[Excerto de origem]
═══
PUSSY RIOT: A META-OBRA DE ARTE
Numa
extensa entrevista (“Myths And Depths”) realizada no início deste ano por Simon
Reynolds e publicada a 11 de Maio, na “Los Angeles Review Of Books”, Greil
Marcus, a certa altura, quando interrogado acerca da suposta “ironia
pós-moderna” que alimentaria o ADN do punk novaiorquino, explodiu: “Fuck postmodernism! Give me
modernism”. E, no mesmo fôlego, prosseguiu a tirada: “O modernismo afirma que o
mundo deve ser transformado e nos cabe fazer o desenho de como ele deverá ser.
═══
[Listagem fornecida]
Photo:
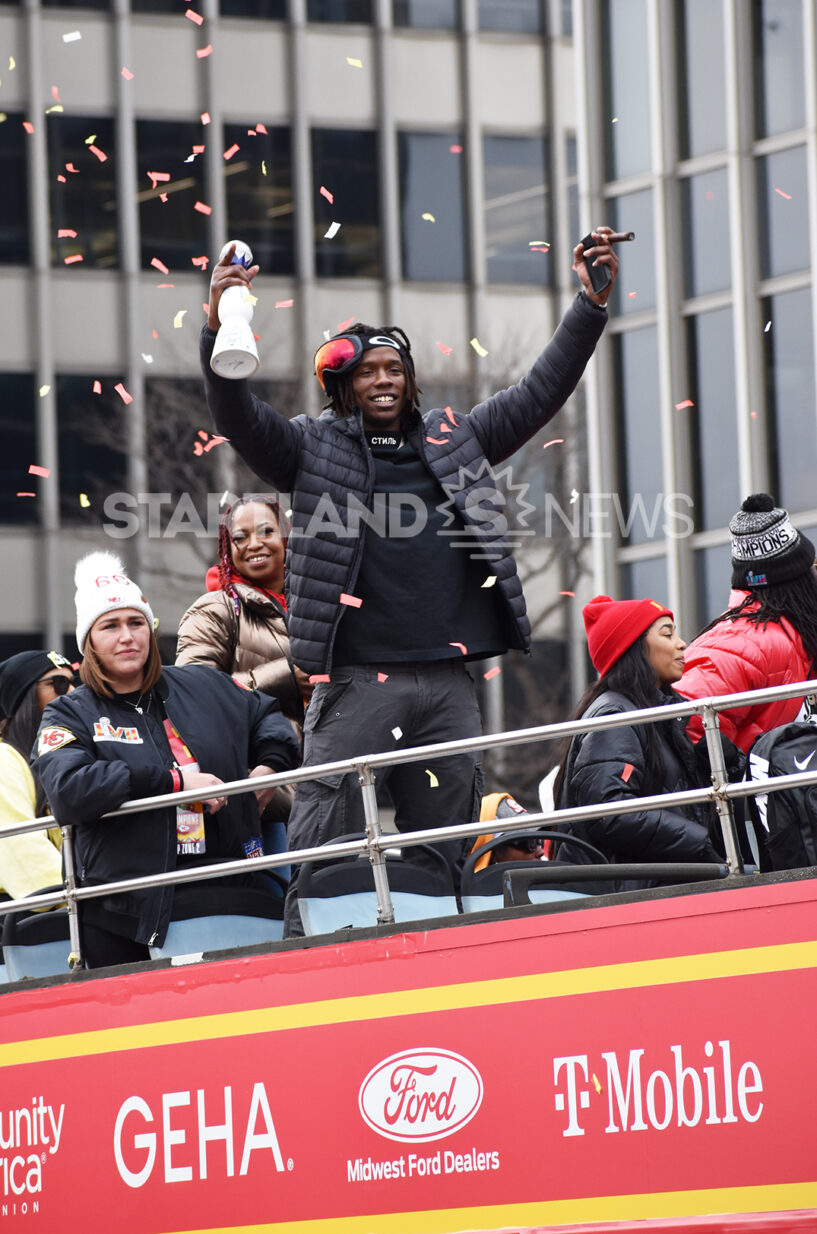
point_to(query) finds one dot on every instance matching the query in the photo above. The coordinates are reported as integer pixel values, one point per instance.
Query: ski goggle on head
(337, 357)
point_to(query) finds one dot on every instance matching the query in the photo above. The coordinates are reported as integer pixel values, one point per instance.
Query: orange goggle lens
(337, 357)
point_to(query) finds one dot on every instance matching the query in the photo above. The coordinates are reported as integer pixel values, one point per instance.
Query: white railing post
(385, 907)
(722, 803)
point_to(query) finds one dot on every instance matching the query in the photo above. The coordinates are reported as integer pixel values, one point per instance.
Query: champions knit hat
(765, 548)
(615, 625)
(103, 586)
(20, 671)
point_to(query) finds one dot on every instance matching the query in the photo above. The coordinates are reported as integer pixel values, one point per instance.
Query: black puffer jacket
(611, 765)
(327, 469)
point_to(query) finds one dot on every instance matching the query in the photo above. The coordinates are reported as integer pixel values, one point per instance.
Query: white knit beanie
(101, 586)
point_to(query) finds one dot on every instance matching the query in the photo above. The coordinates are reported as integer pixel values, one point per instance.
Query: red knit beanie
(613, 625)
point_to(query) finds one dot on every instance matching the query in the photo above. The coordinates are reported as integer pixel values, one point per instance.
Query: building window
(432, 212)
(427, 14)
(172, 230)
(626, 83)
(634, 288)
(779, 48)
(520, 15)
(707, 263)
(790, 397)
(712, 418)
(19, 452)
(517, 216)
(14, 206)
(701, 56)
(783, 212)
(344, 162)
(259, 195)
(82, 161)
(641, 492)
(338, 10)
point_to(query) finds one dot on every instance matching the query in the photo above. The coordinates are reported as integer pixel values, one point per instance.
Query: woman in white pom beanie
(137, 729)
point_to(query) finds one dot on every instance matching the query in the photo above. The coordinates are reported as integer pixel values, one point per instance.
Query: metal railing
(721, 794)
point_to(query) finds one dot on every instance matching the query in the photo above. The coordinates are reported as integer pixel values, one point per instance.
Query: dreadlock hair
(633, 676)
(795, 600)
(225, 537)
(343, 399)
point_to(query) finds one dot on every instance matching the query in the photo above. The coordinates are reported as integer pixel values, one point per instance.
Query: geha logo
(420, 1095)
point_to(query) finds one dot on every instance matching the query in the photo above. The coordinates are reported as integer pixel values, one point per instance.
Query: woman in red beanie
(638, 655)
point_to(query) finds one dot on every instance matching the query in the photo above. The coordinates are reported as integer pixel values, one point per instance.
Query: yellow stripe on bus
(638, 974)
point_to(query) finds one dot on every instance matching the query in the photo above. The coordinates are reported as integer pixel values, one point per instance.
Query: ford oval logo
(421, 1095)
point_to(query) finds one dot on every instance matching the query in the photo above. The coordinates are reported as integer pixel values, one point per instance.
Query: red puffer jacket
(736, 655)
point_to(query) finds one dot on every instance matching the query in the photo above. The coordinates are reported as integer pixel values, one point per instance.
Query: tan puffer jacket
(253, 647)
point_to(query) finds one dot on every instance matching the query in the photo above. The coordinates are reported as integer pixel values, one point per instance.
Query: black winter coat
(326, 467)
(85, 774)
(611, 765)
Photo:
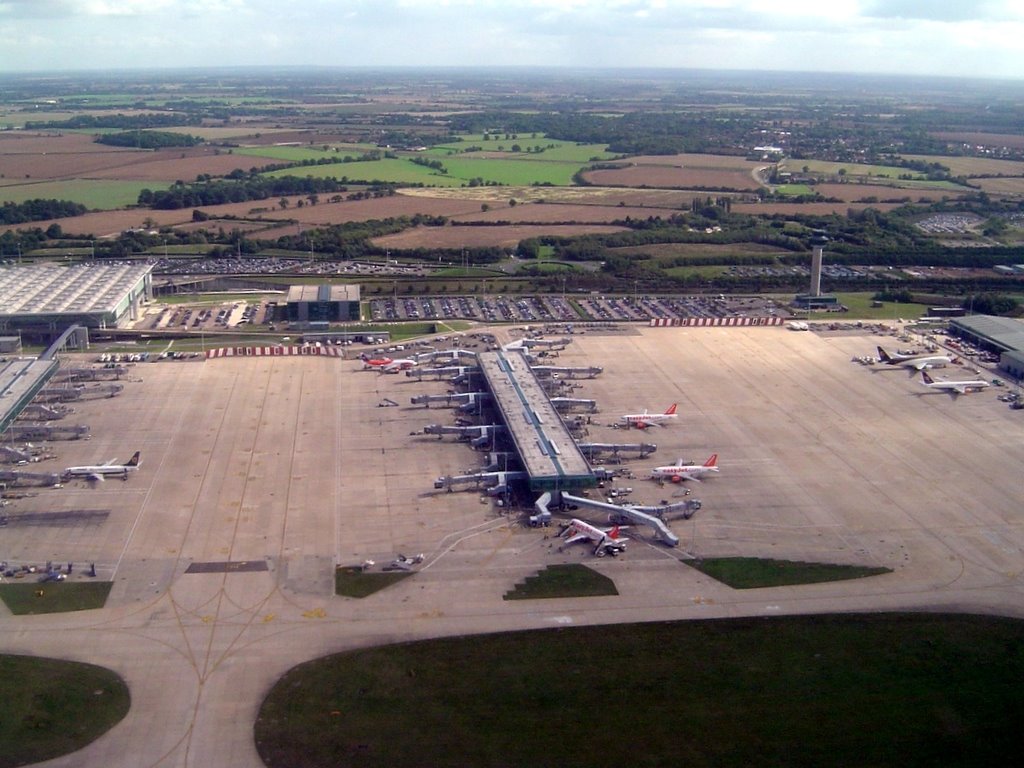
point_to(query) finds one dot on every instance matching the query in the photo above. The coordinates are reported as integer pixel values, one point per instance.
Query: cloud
(948, 12)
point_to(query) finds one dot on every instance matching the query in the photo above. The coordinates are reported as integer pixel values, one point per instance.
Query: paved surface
(289, 462)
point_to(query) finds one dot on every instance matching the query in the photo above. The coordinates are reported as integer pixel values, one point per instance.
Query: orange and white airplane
(606, 542)
(644, 420)
(679, 471)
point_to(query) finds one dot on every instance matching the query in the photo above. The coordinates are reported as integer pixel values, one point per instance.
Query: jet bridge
(547, 451)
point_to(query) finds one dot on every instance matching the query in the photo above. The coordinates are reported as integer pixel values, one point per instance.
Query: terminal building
(325, 303)
(40, 302)
(552, 459)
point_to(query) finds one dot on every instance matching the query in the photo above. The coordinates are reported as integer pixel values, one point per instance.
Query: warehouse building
(324, 303)
(41, 301)
(1003, 336)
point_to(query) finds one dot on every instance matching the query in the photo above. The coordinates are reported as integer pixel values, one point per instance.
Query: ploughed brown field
(482, 237)
(77, 156)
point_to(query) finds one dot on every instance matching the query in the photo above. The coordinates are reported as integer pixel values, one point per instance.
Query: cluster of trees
(39, 210)
(219, 192)
(148, 139)
(119, 121)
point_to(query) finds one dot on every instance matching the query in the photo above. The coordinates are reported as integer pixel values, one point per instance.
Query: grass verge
(354, 582)
(880, 690)
(53, 708)
(563, 581)
(53, 597)
(754, 572)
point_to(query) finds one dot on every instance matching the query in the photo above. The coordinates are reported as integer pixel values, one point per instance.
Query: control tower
(818, 241)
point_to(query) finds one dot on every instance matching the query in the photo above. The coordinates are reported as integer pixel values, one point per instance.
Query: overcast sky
(971, 38)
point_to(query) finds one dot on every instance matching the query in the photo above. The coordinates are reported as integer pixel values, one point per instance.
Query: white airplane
(679, 471)
(953, 387)
(395, 366)
(644, 420)
(606, 542)
(918, 361)
(369, 363)
(97, 472)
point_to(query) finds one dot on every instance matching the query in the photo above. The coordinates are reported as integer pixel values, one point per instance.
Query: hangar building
(41, 301)
(1004, 336)
(324, 303)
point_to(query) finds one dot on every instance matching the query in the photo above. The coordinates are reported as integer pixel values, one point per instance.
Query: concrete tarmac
(289, 465)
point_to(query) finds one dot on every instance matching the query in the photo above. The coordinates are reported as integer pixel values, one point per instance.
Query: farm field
(483, 237)
(668, 200)
(298, 154)
(698, 250)
(965, 166)
(1011, 140)
(560, 212)
(94, 194)
(852, 193)
(1006, 185)
(552, 150)
(675, 176)
(813, 209)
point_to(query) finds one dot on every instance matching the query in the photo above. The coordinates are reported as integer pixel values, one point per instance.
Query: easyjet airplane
(644, 420)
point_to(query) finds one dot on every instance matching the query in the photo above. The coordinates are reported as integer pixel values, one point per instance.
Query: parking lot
(547, 308)
(291, 464)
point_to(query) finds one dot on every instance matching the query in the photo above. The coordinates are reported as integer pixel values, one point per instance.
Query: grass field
(97, 195)
(354, 582)
(552, 150)
(860, 308)
(53, 708)
(755, 572)
(25, 598)
(563, 581)
(291, 154)
(795, 190)
(461, 169)
(389, 170)
(858, 690)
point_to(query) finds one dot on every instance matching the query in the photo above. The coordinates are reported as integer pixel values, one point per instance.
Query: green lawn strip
(754, 572)
(563, 581)
(859, 690)
(354, 582)
(25, 597)
(53, 708)
(860, 307)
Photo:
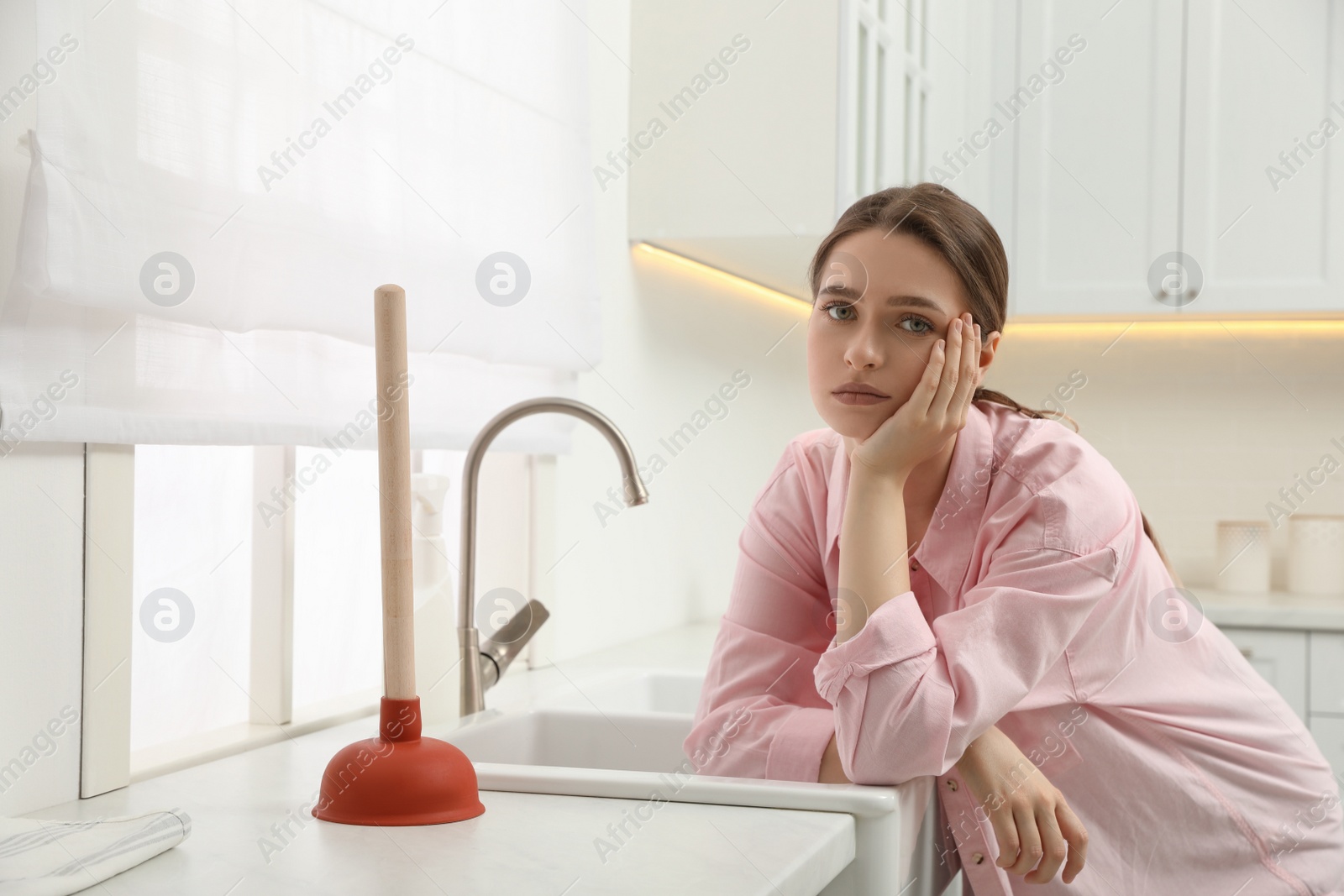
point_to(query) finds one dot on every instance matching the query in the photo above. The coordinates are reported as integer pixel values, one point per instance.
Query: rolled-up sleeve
═══
[Exercícios a realizar]
1 - Enumere todas as expressões que o excerto coloca entre aspas de abertura e de fecho.
2 - Transcreva do excerto o trecho que começa com as palavras "PUSSY RIOT: A" e acaba com "ele deverá ser.".

[Respostas por tarefa]
1 -
“Myths And Depths”
“Los Angeles Review Of Books”
“ironia pós-moderna”
“Fuck postmodernism! Give me modernism”

2 -
PUSSY RIOT: A META-OBRA DE ARTE
Numa
extensa entrevista (“Myths And Depths”) realizada no início deste ano por Simon
Reynolds e publicada a 11 de Maio, na “Los Angeles Review Of Books”, Greil
Marcus, a certa altura, quando interrogado acerca da suposta “ironia
pós-moderna” que alimentaria o ADN do punk novaiorquino, explodiu: “Fuck postmodernism! Give me
modernism”. E, no mesmo fôlego, prosseguiu a tirada: “O modernismo afirma que o
mundo deve ser transformado e nos cabe fazer o desenho de como ele deverá ser.